(Dataset items)
● ● ● ● ● ● ●

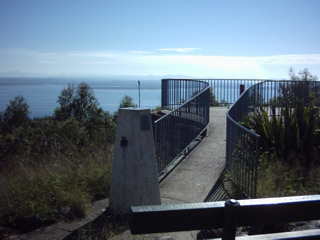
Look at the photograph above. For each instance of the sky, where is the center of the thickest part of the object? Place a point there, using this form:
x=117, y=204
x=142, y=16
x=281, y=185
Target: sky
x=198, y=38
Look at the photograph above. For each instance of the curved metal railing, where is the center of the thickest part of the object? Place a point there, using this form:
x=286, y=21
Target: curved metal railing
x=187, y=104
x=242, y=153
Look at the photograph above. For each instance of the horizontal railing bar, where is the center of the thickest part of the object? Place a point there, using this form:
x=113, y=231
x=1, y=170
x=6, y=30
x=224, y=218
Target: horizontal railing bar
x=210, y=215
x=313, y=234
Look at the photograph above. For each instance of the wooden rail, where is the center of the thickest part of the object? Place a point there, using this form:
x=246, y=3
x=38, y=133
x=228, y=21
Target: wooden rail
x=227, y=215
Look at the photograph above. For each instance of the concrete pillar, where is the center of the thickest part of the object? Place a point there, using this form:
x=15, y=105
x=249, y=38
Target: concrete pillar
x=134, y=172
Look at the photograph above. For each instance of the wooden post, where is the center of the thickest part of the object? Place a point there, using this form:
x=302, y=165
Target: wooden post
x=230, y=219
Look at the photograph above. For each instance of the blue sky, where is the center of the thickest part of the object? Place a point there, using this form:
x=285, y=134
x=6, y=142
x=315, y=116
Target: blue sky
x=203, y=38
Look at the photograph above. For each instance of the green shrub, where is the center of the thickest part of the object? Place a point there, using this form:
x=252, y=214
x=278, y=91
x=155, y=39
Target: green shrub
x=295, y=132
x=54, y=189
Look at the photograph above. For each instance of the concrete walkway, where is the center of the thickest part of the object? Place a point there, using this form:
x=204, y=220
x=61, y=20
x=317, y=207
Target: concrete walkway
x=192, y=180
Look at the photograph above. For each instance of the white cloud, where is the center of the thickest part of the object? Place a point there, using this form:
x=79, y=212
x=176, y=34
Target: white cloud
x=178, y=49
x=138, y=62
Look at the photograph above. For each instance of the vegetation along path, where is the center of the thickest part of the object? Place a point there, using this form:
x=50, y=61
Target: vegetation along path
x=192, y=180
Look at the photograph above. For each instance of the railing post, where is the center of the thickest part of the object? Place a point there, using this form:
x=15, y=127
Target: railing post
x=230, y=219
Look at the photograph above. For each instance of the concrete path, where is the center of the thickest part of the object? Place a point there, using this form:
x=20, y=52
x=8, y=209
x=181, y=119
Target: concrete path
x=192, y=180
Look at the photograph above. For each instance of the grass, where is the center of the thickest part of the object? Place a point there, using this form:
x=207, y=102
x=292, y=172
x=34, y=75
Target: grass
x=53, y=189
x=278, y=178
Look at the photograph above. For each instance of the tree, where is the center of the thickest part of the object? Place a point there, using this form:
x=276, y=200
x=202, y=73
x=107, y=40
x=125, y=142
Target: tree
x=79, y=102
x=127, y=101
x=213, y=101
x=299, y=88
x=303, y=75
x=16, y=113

● ● ● ● ● ● ●

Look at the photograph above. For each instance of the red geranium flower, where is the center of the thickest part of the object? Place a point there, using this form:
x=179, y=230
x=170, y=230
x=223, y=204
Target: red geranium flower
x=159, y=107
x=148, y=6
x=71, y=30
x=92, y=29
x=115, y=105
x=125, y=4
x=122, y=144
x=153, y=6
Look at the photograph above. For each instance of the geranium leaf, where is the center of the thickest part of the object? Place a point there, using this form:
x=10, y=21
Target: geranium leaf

● ● ● ● ● ● ●

Problem
Reproduce, word for word, the lines of the entries from the one holding "Look at the photograph above. For each instance of the red" through the one holding "Target: geranium leaf", both included.

Full response
Look at the photograph above. For each instance of the red geranium flower, where is the center of the thickest part of the object? Place a point there, using this form:
x=179, y=230
x=170, y=230
x=223, y=204
Target: red geranium flower
x=159, y=107
x=148, y=6
x=71, y=30
x=92, y=29
x=115, y=105
x=125, y=4
x=122, y=144
x=153, y=6
Look at the photograph above. For each instance of the geranium leaf, where is the center of the thickest part of the object? Place a point there, using this form:
x=10, y=21
Target: geranium leaf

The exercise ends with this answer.